▶ **WRITTEN REQUEST**: Convert the listing below into a JSON array of strings, with each line as its own string and blank lines omitted.

(Pointing dataset listing)

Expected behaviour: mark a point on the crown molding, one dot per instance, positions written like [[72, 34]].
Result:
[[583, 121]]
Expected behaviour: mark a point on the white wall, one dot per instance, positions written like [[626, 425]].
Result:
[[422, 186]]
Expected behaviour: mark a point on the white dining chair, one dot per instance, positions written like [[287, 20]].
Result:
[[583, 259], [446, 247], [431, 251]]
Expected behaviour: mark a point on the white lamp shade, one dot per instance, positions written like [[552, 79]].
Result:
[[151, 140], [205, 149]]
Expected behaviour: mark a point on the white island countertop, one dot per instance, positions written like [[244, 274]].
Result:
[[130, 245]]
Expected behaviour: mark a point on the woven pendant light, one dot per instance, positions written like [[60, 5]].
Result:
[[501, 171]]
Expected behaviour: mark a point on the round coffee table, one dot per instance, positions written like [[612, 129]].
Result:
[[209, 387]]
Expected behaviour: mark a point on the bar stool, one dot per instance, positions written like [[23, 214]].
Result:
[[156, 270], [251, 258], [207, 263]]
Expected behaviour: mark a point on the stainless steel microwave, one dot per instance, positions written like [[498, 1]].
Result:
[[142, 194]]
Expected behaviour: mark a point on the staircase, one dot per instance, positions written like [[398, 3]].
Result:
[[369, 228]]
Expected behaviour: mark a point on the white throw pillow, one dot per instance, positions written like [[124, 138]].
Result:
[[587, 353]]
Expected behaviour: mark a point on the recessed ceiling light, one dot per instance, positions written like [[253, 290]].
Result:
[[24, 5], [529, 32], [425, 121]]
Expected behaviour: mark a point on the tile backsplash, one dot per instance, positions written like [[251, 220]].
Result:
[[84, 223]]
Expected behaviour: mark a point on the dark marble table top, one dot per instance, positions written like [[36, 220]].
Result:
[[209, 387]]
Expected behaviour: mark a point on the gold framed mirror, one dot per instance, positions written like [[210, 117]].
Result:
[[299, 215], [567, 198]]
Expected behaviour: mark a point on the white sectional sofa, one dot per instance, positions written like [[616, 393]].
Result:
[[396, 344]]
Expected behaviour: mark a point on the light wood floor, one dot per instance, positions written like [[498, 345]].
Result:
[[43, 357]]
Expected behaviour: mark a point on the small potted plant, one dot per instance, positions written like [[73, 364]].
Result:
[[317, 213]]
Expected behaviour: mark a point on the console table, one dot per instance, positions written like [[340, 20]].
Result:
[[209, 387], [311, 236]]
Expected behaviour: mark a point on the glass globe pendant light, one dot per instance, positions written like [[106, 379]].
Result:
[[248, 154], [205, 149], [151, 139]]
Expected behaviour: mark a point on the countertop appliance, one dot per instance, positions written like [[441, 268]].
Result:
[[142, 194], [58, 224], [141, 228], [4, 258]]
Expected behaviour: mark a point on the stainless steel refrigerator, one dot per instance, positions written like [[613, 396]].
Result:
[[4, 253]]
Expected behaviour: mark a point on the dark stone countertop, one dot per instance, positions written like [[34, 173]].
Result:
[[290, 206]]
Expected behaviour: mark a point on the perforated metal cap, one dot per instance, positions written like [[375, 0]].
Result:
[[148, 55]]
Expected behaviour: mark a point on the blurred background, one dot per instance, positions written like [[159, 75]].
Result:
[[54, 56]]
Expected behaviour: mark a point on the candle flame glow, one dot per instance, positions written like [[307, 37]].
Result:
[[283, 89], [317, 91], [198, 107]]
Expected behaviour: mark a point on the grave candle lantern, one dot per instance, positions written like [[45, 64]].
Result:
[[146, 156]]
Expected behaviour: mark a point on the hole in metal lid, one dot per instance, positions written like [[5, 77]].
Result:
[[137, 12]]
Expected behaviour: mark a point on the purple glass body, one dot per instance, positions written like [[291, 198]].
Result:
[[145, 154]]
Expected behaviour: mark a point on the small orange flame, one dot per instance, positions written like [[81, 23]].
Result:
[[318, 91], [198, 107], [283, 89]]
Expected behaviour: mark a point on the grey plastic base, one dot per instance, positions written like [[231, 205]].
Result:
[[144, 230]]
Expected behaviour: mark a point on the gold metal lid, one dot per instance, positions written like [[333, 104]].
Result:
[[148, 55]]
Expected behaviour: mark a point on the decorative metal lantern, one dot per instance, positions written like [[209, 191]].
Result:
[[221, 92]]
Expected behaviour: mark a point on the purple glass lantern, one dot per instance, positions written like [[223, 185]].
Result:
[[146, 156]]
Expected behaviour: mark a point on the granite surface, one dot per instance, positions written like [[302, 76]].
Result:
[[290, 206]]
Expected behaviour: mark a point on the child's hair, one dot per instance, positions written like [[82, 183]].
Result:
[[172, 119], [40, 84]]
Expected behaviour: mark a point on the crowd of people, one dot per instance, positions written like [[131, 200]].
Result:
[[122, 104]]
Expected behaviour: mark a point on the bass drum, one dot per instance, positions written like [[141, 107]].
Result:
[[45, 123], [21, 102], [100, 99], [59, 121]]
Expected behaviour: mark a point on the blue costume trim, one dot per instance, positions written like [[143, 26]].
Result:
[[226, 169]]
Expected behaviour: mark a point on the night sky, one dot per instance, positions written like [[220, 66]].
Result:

▶ **RESPONSE BELOW**:
[
  "Expected behaviour: mark a point on the crown molding, one dot per instance, positions written like [[72, 34]].",
  "Result:",
  "[[583, 121]]",
  "Expected behaviour: mark a point on the white wall, one dot per instance, positions written like [[626, 425]].",
  "Result:",
  "[[422, 186]]",
  "Expected behaviour: mark a point on the white dining chair, one dot per instance, positions written like [[287, 20]].",
  "Result:",
  "[[583, 259], [446, 247], [431, 251]]",
  "Expected behaviour: mark a point on the white lamp shade, one dot per instance, positions written like [[552, 79]].",
  "Result:",
  "[[151, 140], [205, 149]]",
  "Expected behaviour: mark a point on the white island countertop, one dot per instance, positions written like [[244, 274]].",
  "Result:",
  "[[130, 245]]",
  "Expected behaviour: mark a point on the woven pendant light, one dot per instance, positions written like [[60, 5]].",
  "Result:",
  "[[501, 171]]",
  "Expected behaviour: mark a point on the round coffee table, one dot per instance, positions written like [[612, 129]].",
  "Result:",
  "[[209, 387]]",
  "Expected behaviour: mark a point on the bar stool, one dot per instance, positions written like [[23, 214]].",
  "Result:",
  "[[156, 270], [251, 258], [207, 263]]",
  "Expected behaviour: mark a point on the stainless steel microwave, one dot per instance, positions written like [[498, 1]].",
  "Result:",
  "[[142, 194]]",
  "Expected behaviour: mark a point on the staircase, one dot per instance, positions written like [[398, 3]].",
  "Result:",
  "[[369, 228]]",
  "Expected behaviour: mark a point on the white throw pillow, one dot per instance, positions written like [[124, 138]].",
  "Result:",
  "[[587, 353]]",
  "Expected behaviour: mark a point on the recessed ceiling light, one dot per instance, positions written like [[253, 290]].",
  "Result:",
  "[[24, 5], [529, 32], [425, 121]]",
  "Expected behaviour: mark a point on the tile backsplash, one dot per instance, positions written like [[251, 220]].",
  "Result:",
  "[[84, 223]]",
  "Expected behaviour: mark a point on the dark marble table top, one dot per instance, positions written like [[36, 220]].",
  "Result:",
  "[[209, 387]]",
  "Expected behaviour: mark a point on the gold framed mirror, one dot per instance, positions written like [[210, 117]].",
  "Result:",
  "[[299, 215], [567, 198]]",
  "Expected behaviour: mark a point on the white sectional sofa, one dot per instance, positions written like [[616, 393]].",
  "Result:",
  "[[396, 344]]",
  "Expected behaviour: mark a point on the light wood floor, one dot per instance, positions written like [[498, 345]].",
  "Result:",
  "[[43, 357]]",
  "Expected behaviour: mark a point on the small potted plant, one dot per instance, positions written like [[73, 364]].",
  "Result:",
  "[[317, 213]]",
  "Expected behaviour: mark a point on the console table, one dot per instance, positions written like [[340, 20]].",
  "Result:",
  "[[209, 387], [311, 236]]",
  "Expected behaviour: mark a point on the glass globe pendant light, one dot per instance, positions written like [[106, 379]].",
  "Result:",
  "[[248, 154], [205, 149], [151, 139]]",
  "Expected behaviour: mark a point on the countertop appliance, one dot per instance, positions written like [[441, 268]].",
  "Result:",
  "[[142, 194], [58, 224], [141, 228], [4, 258]]",
  "Expected behaviour: mark a point on the stainless steel refrigerator, one dot per instance, positions written like [[613, 396]].",
  "Result:",
  "[[4, 253]]",
  "Expected behaviour: mark a point on the dark stone countertop, one dot per instance, positions written like [[34, 173]].",
  "Result:",
  "[[290, 206]]",
  "Expected behaviour: mark a point on the perforated metal cap, one dot per instance, positions written like [[375, 0]].",
  "Result:",
  "[[148, 55]]",
  "Expected behaviour: mark a point on the blurred background, one dot per instance, positions written like [[159, 75]].",
  "Result:",
  "[[54, 56]]",
  "Expected behaviour: mark a point on the candle flame glow, one dot per instance, positions written like [[307, 37]].",
  "Result:",
  "[[283, 89], [317, 91], [198, 107]]",
  "Expected behaviour: mark a point on the grave candle lantern, one dot per instance, positions written like [[45, 64]].",
  "Result:",
  "[[146, 156]]",
  "Expected behaviour: mark a point on the hole in metal lid, one dot per instance, positions written like [[5, 77]].",
  "Result:",
  "[[137, 12]]",
  "Expected behaviour: mark a point on the purple glass body, one dot per instance, positions written like [[291, 198]].",
  "Result:",
  "[[145, 154]]",
  "Expected behaviour: mark a point on the small orange flame, one dot per instance, positions written like [[81, 23]].",
  "Result:",
  "[[318, 91], [198, 107], [283, 89]]",
  "Expected behaviour: mark a point on the grey plastic base, one dot per instance, positions written like [[231, 205]].",
  "Result:",
  "[[144, 230]]",
  "Expected behaviour: mark a point on the gold metal lid, one dot per instance, positions written like [[333, 104]].",
  "Result:",
  "[[148, 55]]",
  "Expected behaviour: mark a point on the decorative metal lantern, one dot per instance, positions written like [[209, 191]].",
  "Result:",
  "[[221, 92]]",
  "Expected behaviour: mark a point on the purple glass lantern, one dot per instance, positions written like [[223, 185]].",
  "Result:",
  "[[146, 156]]",
  "Expected behaviour: mark a point on the granite surface, one dot per instance, positions written like [[302, 76]].",
  "Result:",
  "[[290, 206]]",
  "Expected behaviour: mark a point on the child's hair, one dot per instance, positions written like [[82, 183]].",
  "Result:",
  "[[172, 119], [40, 84]]",
  "Expected behaviour: mark a point on the crowd of people, one dot per instance, positions written like [[131, 200]].",
  "Result:",
  "[[122, 104]]",
  "Expected behaviour: mark a point on the bass drum, one dot per instance, positions written like [[141, 107]].",
  "Result:",
  "[[45, 123], [21, 102], [100, 99], [59, 121]]",
  "Expected behaviour: mark a point on the blue costume trim, one dot per instance, positions written like [[143, 26]].",
  "Result:",
  "[[226, 169]]",
  "Expected behaviour: mark a point on the night sky, one dot per instance, positions written like [[220, 66]].",
  "Result:"
]